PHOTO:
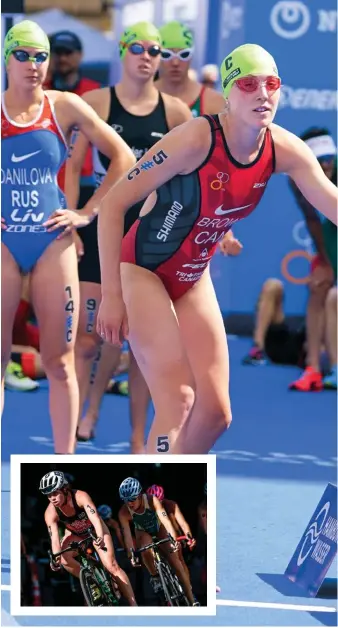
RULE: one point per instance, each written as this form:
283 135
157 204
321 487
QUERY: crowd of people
63 266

■ ■ ■

* **What is asked**
Update every one of the records above so that "crowd of people" becomes "group of people" and nothing else changes. Omit the pictures from your answer.

* **Final result**
PHOTO:
RULE: one point per instance, each written as this form:
283 135
157 204
321 487
QUERY: group of people
63 266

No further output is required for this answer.